◆ Passage:
Tuesday, August 07, 2012

Built By Obama: What You See Is Not What You Get

The dark side of Obama's statement: collective achievement equals collective punishment



As Obama's "you didn't build that" quote is being probed and analyzed, I'd like to point out that the idea of redistributing other people's achievements is only a tip of an enormous ideological iceberg. Its invisible foundation sinks deep into the murky depths underneath the floating wreckage of American values.

Lest we take Obama's words out of context and are accused of "swift-quoting," let's review the full passage. Speaking at a campaign stop in Roanoke, Va., on July 13th, Barack Obama said:

"If you were successful, somebody along the line gave you some help. There was a great teacher somewhere in your life. Somebody helped to create this unbelievable American system that we have that allowed you to thrive. Somebody invested in roads and bridges. If you've got a business, you didn't build that. Somebody else made that happen. The Internet didn't get invented on its own. Government research created the Internet so that all the companies could make money off the Internet. The point is, when we succeed, we succeed because of our individual initiative, but also because we do things together."

A friend with a PhD in mathematics made this comment: "We scientists say that in order to make an apple pie from scratch, you must first build the universe - and that takes about four billion years. But that doesn't mean we can't build anything new from existing resources. So telling a businessman 'you didn't build that' is pure sophistry. Such phrases have always been a preamble to looting. Coming from the President, it's chilling."

Now let's put on our intellectual scuba gear to explore what lies beneath Obama's superficial altruistic bragging, which until now has served him as an unsinkable platform.

Apart from the simple untruth that "government created the Internet," Obama's words boil down to the old collectivist bromide that the individual is nothing without the society and the state. As one would expect, Obama didn't come up with it on his own. Standing on the shoulders of his collectivist predecessors, he ineptly restated Mussolini's motto: "All individuals or groups are relative, only to be conceived in their relation to the State." And Benito's fellow collectivist Adolf Hitler agrees: "Our nation can achieve permanent health only from within on the basis of the principle: The common interest before self-interest."

◆ Data extract:
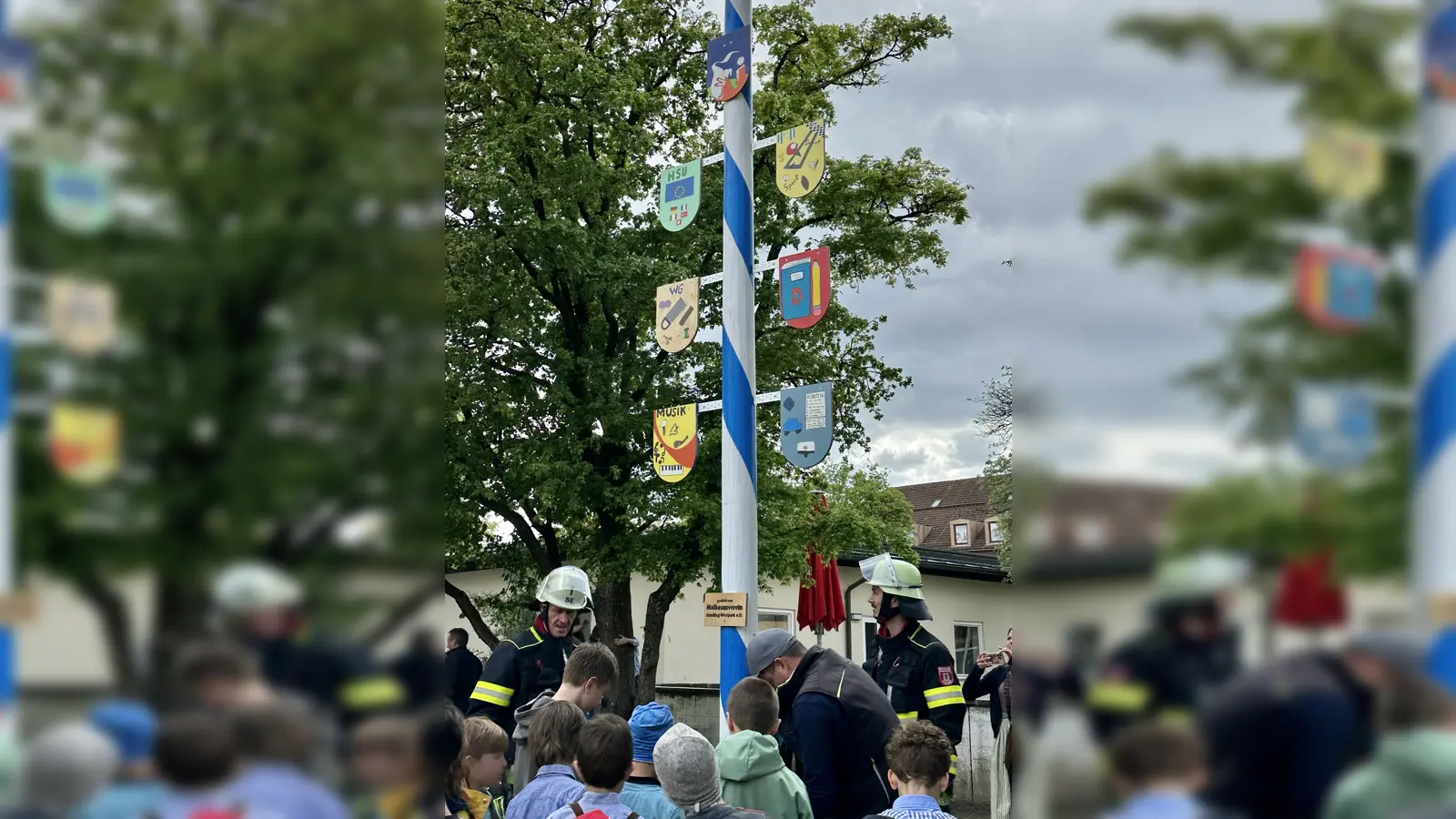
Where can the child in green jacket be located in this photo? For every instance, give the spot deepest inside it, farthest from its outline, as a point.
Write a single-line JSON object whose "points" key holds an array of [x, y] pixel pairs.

◆ Stated task: Please return the stretch of the post on Obama's remark from "The dark side" through "of American values.", copied word for word.

◆ Reply:
The dark side of Obama's statement: collective achievement equals collective punishment



As Obama's "you didn't build that" quote is being probed and analyzed, I'd like to point out that the idea of redistributing other people's achievements is only a tip of an enormous ideological iceberg. Its invisible foundation sinks deep into the murky depths underneath the floating wreckage of American values.